▸ **Task instructions**
Rewrite all the items below in full, requests included, and lower every box coordinate in the answers by 80.

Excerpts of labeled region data
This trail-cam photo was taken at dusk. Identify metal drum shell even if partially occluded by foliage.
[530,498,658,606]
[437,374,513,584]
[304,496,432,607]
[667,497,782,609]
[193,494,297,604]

▸ **Complete response**
This trail-cam photo was taken at dusk. Identify metal drum shell even if partially occluded by foliage.
[450,418,578,526]
[357,294,433,504]
[224,416,352,527]
[587,417,702,529]
[113,414,217,524]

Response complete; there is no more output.